Without the pictures, set down every line of the data exactly.

Input:
───
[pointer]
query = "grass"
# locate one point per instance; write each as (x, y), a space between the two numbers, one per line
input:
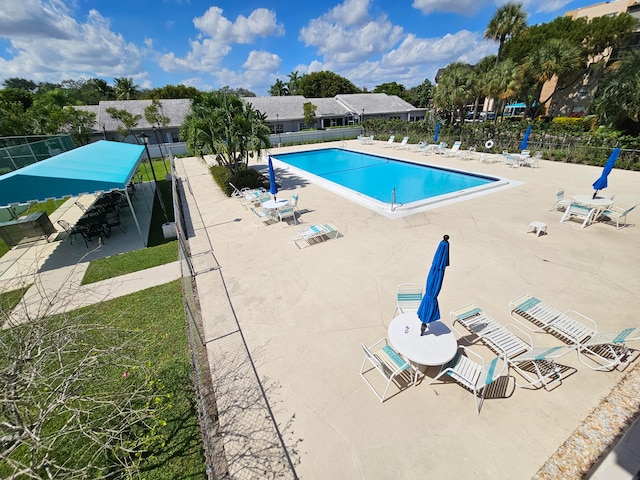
(153, 322)
(8, 300)
(105, 268)
(158, 315)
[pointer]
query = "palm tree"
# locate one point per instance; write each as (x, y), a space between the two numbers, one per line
(223, 125)
(556, 57)
(278, 89)
(125, 88)
(508, 21)
(502, 83)
(455, 89)
(294, 83)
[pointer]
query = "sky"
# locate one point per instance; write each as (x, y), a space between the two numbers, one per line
(248, 43)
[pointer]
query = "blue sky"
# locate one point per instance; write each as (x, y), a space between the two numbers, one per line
(247, 43)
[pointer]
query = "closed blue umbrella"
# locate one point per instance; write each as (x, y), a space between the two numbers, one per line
(273, 186)
(602, 181)
(429, 311)
(525, 139)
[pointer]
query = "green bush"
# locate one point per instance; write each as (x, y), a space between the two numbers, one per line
(244, 177)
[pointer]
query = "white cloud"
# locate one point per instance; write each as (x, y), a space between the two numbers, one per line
(262, 61)
(72, 49)
(217, 35)
(462, 7)
(350, 39)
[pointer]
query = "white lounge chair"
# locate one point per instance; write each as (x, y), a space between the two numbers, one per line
(453, 150)
(314, 234)
(388, 363)
(408, 297)
(579, 211)
(261, 216)
(608, 350)
(617, 214)
(469, 370)
(287, 212)
(536, 365)
(402, 144)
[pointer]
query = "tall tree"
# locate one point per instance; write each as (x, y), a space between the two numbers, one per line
(174, 91)
(391, 88)
(455, 89)
(325, 85)
(128, 120)
(278, 89)
(225, 126)
(617, 101)
(125, 89)
(508, 21)
(294, 82)
(421, 96)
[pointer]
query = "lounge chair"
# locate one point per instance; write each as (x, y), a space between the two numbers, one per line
(388, 363)
(608, 350)
(536, 365)
(453, 150)
(562, 202)
(510, 160)
(473, 373)
(287, 212)
(579, 211)
(261, 216)
(617, 214)
(402, 144)
(408, 297)
(314, 234)
(389, 143)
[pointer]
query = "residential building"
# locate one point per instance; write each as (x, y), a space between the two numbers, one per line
(575, 101)
(284, 114)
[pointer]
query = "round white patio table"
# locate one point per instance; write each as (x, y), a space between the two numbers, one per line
(271, 204)
(437, 346)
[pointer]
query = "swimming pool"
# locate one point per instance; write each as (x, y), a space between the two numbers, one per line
(385, 183)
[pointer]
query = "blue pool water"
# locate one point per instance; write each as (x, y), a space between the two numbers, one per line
(376, 176)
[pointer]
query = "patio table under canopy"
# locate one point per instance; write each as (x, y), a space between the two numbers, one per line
(102, 166)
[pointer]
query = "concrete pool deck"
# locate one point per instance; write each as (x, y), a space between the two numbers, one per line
(303, 314)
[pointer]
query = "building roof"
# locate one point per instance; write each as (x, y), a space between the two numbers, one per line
(174, 109)
(282, 108)
(98, 167)
(375, 103)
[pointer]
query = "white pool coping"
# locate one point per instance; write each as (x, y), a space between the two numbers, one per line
(393, 211)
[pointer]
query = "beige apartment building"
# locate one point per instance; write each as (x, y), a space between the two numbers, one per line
(575, 101)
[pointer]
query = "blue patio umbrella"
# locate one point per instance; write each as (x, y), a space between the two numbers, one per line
(273, 186)
(602, 181)
(525, 139)
(429, 311)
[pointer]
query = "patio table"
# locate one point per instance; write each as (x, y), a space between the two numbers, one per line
(437, 346)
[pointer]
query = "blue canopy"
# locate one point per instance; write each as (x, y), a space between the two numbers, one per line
(525, 140)
(273, 186)
(429, 311)
(602, 181)
(102, 166)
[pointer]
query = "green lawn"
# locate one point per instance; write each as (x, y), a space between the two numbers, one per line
(105, 268)
(150, 325)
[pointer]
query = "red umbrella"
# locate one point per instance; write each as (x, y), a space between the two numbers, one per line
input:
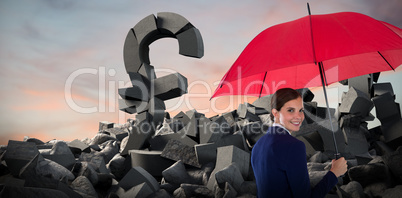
(291, 54)
(312, 51)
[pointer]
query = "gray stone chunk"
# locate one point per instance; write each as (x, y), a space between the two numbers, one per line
───
Task response:
[pointer]
query = "grass"
# locate one point per instance; write each as (x, y), a space between the two numbers, one per line
input:
(153, 322)
(8, 300)
(105, 268)
(158, 315)
[pointer]
query = "palm tree"
# locate one point per instance; write each as (x, y), a space between the two numbers, one per line
(223, 125)
(556, 57)
(278, 89)
(125, 88)
(508, 21)
(502, 83)
(455, 89)
(294, 83)
[pointer]
query = "sky"
# locate one point per instance; write each as (x, y), a space between the two numbers, one per line
(248, 43)
[pointer]
query = "blue sky"
# locate one point per instance; write each as (x, y), a space between the two numbers, one per line
(247, 43)
[pointer]
query = "closed blue umbrella"
# locate one point per instance; write each as (x, y), a space between the two numbers, one per line
(273, 186)
(602, 181)
(429, 311)
(525, 139)
[pointer]
query = "green bush"
# locate one point per instance; write each as (x, y), a space between the two numbers, one per line
(244, 177)
[pointer]
query = "white cloud"
# locate one point per instance; write each as (x, y), a space between the two numbers, one per line
(262, 61)
(72, 49)
(217, 35)
(462, 7)
(350, 39)
[pointer]
query = "white lounge chair"
# locate one point per instance; write each as (x, y), a space between the two numbers, one per line
(453, 150)
(314, 234)
(388, 363)
(408, 297)
(579, 211)
(261, 216)
(608, 350)
(617, 214)
(469, 370)
(287, 212)
(536, 365)
(402, 144)
[pointer]
query = "tall tree"
# locate one point per instance; write each as (x, y), a space between the two numbers, one per line
(174, 91)
(391, 88)
(455, 89)
(325, 85)
(128, 120)
(278, 89)
(225, 126)
(617, 101)
(125, 89)
(508, 21)
(294, 82)
(421, 96)
[pointer]
query = "lounge chair"
# locate one point per instance; write each as (x, y), a space between the two numbers, one per line
(388, 363)
(608, 350)
(536, 365)
(453, 150)
(562, 202)
(510, 160)
(473, 373)
(287, 212)
(579, 211)
(261, 216)
(617, 214)
(402, 144)
(408, 297)
(314, 234)
(389, 143)
[pointer]
query = "residential building"
# locate one point per instance; write each as (x, y), a space between the two numbers, one per line
(575, 101)
(284, 114)
[pointer]
query = "round white patio table"
# locate one point per instance; write each as (x, y), a space between the two numbers, one per line
(271, 204)
(437, 346)
[pointer]
query = "swimming pool"
# locate one point per instance; write each as (x, y), a space between the two numbers, one per line
(385, 183)
[pointer]
query = "blue pool water"
# locate one point per instance; write each as (x, y), a space between the two numbers, one per line
(376, 176)
[pointer]
query = "patio table under canopy"
# locate one point per instance; write each as (x, y), a space between the two numbers, one per line
(102, 166)
[pointer]
query = "concrete pool deck"
# locate one point per instance; write each as (x, y), a space between the two numbers, one per line
(303, 314)
[pointer]
query = "building roof"
# locate one point per instance; write each as (x, y), a space between the two numbers, one per line
(174, 109)
(282, 108)
(98, 167)
(375, 103)
[pointer]
query = "white pool coping"
# locate one point per instance; write each as (x, y), a space between the two numbers, one per line
(393, 211)
[pointer]
query = "beige apartment building"
# locate one point per instance; write each as (x, y), a space between the two numbers, one per line
(575, 101)
[pointer]
query = "blue patio umbrella"
# locate one point per instance; write each as (x, y), a space between the two numbers, one per line
(273, 186)
(602, 181)
(525, 139)
(429, 311)
[pointer]
query = "patio table"
# locate one point per instance; write each as (x, y), a space between the two numbers, one per line
(437, 346)
[pointer]
query = "blue canopy"
# locate one point per instance; write each as (x, y), a space between the two numbers, one per line
(525, 140)
(273, 186)
(429, 311)
(602, 181)
(102, 166)
[pointer]
query = "green lawn"
# locate one point per instance; write each as (x, y), a space between the two numbers, one per line
(105, 268)
(150, 325)
[pointer]
query = "red umbrella"
# locate one point per instance; write each as (x, y), a space between the two numbers, one per line
input:
(291, 54)
(312, 51)
[pointer]
query = "gray stone chunk"
# locate one point per instance; write each as (x, y), a space between the two numbers, one per line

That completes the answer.